◆ **EXERCISE**
Give all the lines below again, exactly, with no pictures.

>>

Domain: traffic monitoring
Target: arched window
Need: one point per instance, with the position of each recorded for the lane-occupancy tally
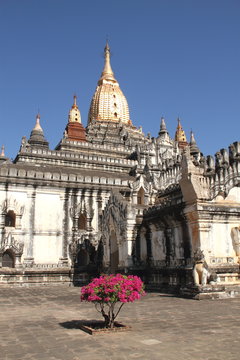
(140, 196)
(10, 219)
(8, 259)
(82, 222)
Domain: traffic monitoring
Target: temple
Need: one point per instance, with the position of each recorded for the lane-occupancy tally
(109, 199)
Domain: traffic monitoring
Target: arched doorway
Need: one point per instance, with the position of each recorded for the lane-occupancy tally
(140, 196)
(8, 259)
(82, 222)
(114, 253)
(82, 258)
(10, 219)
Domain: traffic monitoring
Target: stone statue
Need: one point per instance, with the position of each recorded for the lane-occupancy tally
(200, 269)
(235, 234)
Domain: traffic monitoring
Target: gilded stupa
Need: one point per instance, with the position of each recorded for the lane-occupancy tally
(180, 136)
(108, 102)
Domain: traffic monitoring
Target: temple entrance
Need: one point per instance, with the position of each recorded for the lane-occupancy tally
(8, 259)
(82, 258)
(114, 253)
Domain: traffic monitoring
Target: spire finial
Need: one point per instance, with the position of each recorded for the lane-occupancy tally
(75, 100)
(37, 125)
(107, 73)
(3, 151)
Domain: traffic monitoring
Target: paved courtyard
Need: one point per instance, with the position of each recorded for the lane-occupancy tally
(42, 323)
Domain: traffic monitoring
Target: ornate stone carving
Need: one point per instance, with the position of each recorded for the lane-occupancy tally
(235, 234)
(200, 269)
(9, 243)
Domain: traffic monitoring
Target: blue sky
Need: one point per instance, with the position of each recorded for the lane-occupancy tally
(172, 58)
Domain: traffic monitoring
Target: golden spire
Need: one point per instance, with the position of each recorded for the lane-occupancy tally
(108, 102)
(180, 136)
(107, 73)
(74, 113)
(3, 151)
(37, 125)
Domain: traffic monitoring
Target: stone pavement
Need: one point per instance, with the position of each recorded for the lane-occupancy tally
(42, 323)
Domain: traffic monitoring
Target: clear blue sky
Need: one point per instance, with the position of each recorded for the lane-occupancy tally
(171, 57)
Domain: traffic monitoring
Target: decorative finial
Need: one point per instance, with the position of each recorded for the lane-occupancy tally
(192, 139)
(107, 73)
(75, 100)
(3, 151)
(163, 125)
(37, 125)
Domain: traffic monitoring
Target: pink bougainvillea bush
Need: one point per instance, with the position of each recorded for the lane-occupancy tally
(108, 290)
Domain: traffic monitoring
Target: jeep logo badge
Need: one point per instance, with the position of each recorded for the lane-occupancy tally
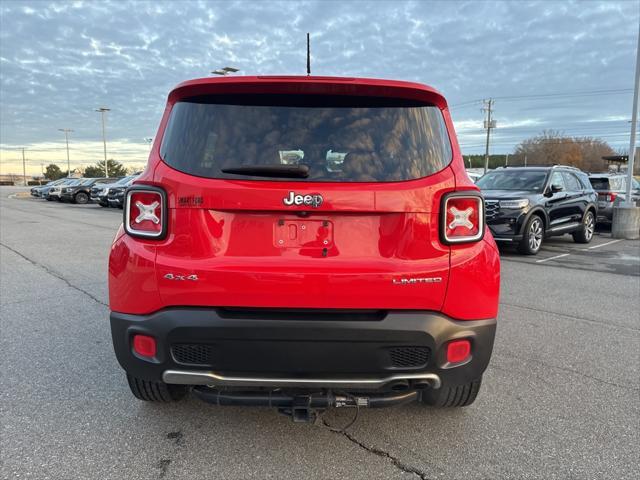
(309, 200)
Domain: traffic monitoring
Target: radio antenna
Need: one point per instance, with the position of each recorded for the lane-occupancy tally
(308, 55)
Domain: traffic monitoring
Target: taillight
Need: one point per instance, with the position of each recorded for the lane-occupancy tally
(608, 196)
(145, 212)
(462, 217)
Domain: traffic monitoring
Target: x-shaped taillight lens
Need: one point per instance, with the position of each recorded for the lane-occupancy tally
(145, 212)
(462, 218)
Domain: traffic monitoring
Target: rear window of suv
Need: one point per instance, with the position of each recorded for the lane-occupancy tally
(615, 184)
(340, 139)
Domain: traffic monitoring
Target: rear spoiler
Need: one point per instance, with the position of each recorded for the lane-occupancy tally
(308, 86)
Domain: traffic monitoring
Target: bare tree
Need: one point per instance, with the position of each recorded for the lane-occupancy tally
(552, 147)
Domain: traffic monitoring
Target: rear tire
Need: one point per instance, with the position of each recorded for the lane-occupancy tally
(156, 391)
(585, 233)
(454, 396)
(532, 237)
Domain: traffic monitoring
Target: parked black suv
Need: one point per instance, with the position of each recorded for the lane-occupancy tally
(80, 192)
(100, 192)
(115, 197)
(526, 204)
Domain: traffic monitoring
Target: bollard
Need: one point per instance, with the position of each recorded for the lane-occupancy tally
(626, 222)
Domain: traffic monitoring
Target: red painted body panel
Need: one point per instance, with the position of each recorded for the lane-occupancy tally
(248, 249)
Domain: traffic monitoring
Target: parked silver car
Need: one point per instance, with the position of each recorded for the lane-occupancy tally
(611, 188)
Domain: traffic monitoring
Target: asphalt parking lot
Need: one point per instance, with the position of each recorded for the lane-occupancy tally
(560, 398)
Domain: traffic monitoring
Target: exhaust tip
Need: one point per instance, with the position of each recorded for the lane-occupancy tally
(399, 386)
(422, 384)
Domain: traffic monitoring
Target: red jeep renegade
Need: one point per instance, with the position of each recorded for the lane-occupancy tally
(304, 243)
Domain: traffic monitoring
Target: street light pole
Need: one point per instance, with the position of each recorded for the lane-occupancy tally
(66, 137)
(24, 169)
(102, 111)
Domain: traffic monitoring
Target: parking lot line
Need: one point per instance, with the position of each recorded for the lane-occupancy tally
(603, 244)
(552, 258)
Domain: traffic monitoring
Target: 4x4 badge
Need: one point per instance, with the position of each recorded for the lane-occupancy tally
(314, 200)
(171, 276)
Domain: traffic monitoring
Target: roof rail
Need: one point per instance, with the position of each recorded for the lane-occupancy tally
(555, 165)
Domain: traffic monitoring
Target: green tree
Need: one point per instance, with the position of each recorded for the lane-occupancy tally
(53, 172)
(116, 169)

<<

◆ **CORRECT RESPONSE**
Domain: traffic monitoring
Target: arched window
Need: one point per instance, with the position of each recorded for the lane-occupancy tally
(140, 196)
(10, 219)
(8, 259)
(82, 222)
Domain: traffic monitoring
Target: temple
Need: one point per instance, with the position of each recorded for the lane-occupancy tally
(109, 199)
Domain: traffic monitoring
Target: arched doorway
Need: one point per instance, with the position of each recorded for the lane-occupancy tally
(140, 196)
(8, 259)
(82, 222)
(114, 253)
(82, 258)
(10, 219)
Domain: traffic monitoring
Target: stone statue
Need: one point per instance, with the position of each recorded for the lane-occupancy tally
(200, 269)
(235, 234)
Domain: traffic monitoring
Target: gilded stupa
Need: one point per instance, with the position of each recorded for the lane-occupancy tally
(180, 136)
(108, 102)
Domain: traffic monitoring
Target: temple entrance
Need: one point per instance, with the position of each recorded for the lane-occupancy tally
(8, 259)
(82, 258)
(114, 253)
Domain: traffic monitoring
Target: spire finial
Need: one point per instance, with the position of each recorded for the lane-occupancy tally
(75, 100)
(37, 125)
(107, 73)
(3, 151)
Domain: traffic monitoring
Target: paved courtyard
Need: one point per instance, with the position of each recorded for the lane-occupancy tally
(42, 323)
Domain: traffic monitoring
Target: ornate stone carving
Need: one point per instance, with the position of each recorded for the lane-occupancy tally
(235, 234)
(200, 269)
(9, 243)
Domain: traffic monitoring
Target: blue sky
Need: one point per instance, with the position of each recorded for the lane-occupancy tally
(172, 58)
Domain: traffic monitoring
Target: golden spire
Need: one point per instance, with the position of each recorded for the lane-occupancy tally
(108, 102)
(180, 136)
(107, 73)
(74, 113)
(3, 151)
(37, 125)
Domain: traffic monitoring
Target: stone pavement
Need: one point per instance, with the position of each recorded for the lane-occupancy tally
(42, 323)
Domain: traffic monitoring
Target: clear blue sky
Need: one point per instance, with the position of each recorded for the lane-occupancy tally
(171, 57)
Domain: traffic monitoring
Target: decorative finial
Need: one point per instance, with the position of each recorded for the lane-occupancy tally
(192, 139)
(107, 73)
(75, 100)
(3, 151)
(163, 125)
(37, 125)
Domain: traffic monitoring
Target: pink bougainvillea bush
Need: one point per instance, with the position of each recorded for the lane-occupancy tally
(108, 290)
Domain: traffic monitoring
Target: jeep logo badge
Need: one point per instance, with the position of each recorded for the lane-occupancy tally
(309, 200)
Domain: traffic monitoring
Target: radio antenna
Need: one point per instance, with the position of each recorded for the lane-occupancy tally
(308, 55)
Domain: traffic monitoring
Target: taillight
Need: one point per instance, with the position of each recorded for the lane-occupancy tally
(608, 196)
(145, 212)
(462, 217)
Domain: traffic monitoring
Target: x-shaped taillight lens
Need: one point per instance, with the position of each recorded for the lane-occupancy tally
(145, 212)
(462, 218)
Domain: traffic monitoring
Target: rear window of suv
Need: one point per instance, with the position of each recorded for the lane-occupancy tally
(615, 184)
(340, 139)
Domain: traffic monitoring
Target: rear spoiler
Need: one point per instance, with the position of each recorded for the lane-occupancy tally
(308, 86)
Domain: traffic monitoring
Target: bare tree
Need: one point per instance, with the position of each recorded for the lane-occupancy tally
(552, 147)
Domain: traffic monitoring
Target: rear tire
Need: one point per instance, with the position of each recorded for the lane-occupancy tally
(156, 391)
(585, 233)
(454, 396)
(532, 237)
Domain: traffic monitoring
Target: parked black suv
Need: one point per instance, with the position of each recorded for the lane-occupancy tally
(80, 192)
(100, 192)
(115, 197)
(526, 204)
Domain: traffic monitoring
Target: bollard
Need: one point per instance, with the position of each recorded for the lane-occupancy tally
(626, 222)
Domain: traffic monitoring
Target: red painted body panel
Need: one point per instance, with the position of each recorded for the lane-occupancy tally
(248, 249)
Domain: traffic monitoring
Target: parked silver car
Need: one point per instance, with the position of each recorded for the lane-occupancy tally
(611, 188)
Domain: traffic monitoring
Target: asphalt parking lot
Need: one point per instance, with the position of each recorded for the lane-occupancy tally
(560, 398)
Domain: traffic monitoring
Target: exhaust tip
Need: one point per instance, with the position of each recorded for the lane-occupancy tally
(399, 386)
(422, 384)
Domain: traffic monitoring
Target: red jeep renegade
Need: one point per instance, with the position of each recorded for the lane-occupancy tally
(304, 243)
Domain: traffic monitoring
Target: street light pole
Need: one point per instance, with the position of each recorded for the lane-occupancy tally
(66, 137)
(24, 169)
(102, 111)
Domain: traffic monitoring
Target: parking lot line
Need: one point per instance, with the position of each recorded for the lane-occupancy tally
(603, 244)
(552, 258)
Domain: traffic monitoring
Target: 4x4 badge
Need: one point per instance, with the position of each recorded for the lane-occupancy tally
(314, 200)
(171, 276)
Domain: traffic monitoring
Target: roof rail
Need: one point per instance, with the position of each recorded for the lane-occupancy tally
(555, 165)
Domain: traffic monitoring
Target: green tree
Need: one point per instance, with the position of each recorded for the lane-occupancy tally
(53, 172)
(116, 169)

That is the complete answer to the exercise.